__What needs to be done__:
Locate every line in the material below that contains the string "surface", and copy each of those lines in full.
# start of Material shown
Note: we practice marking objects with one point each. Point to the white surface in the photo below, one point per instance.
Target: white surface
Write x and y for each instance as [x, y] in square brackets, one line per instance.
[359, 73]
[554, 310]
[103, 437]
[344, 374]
# end of Material shown
# start of Material shown
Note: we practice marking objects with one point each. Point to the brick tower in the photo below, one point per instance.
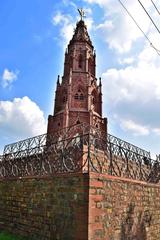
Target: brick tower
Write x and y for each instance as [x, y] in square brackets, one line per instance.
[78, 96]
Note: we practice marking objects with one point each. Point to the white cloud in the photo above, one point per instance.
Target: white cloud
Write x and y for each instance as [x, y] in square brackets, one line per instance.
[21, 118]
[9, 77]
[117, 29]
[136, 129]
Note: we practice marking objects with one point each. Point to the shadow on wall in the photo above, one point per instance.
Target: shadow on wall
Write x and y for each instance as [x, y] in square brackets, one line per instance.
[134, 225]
# end of Material shown
__Result of this exercise__:
Note: we practice marking objects with one point each. Point to the white surface in the photo below, one point per instance.
Target: white surface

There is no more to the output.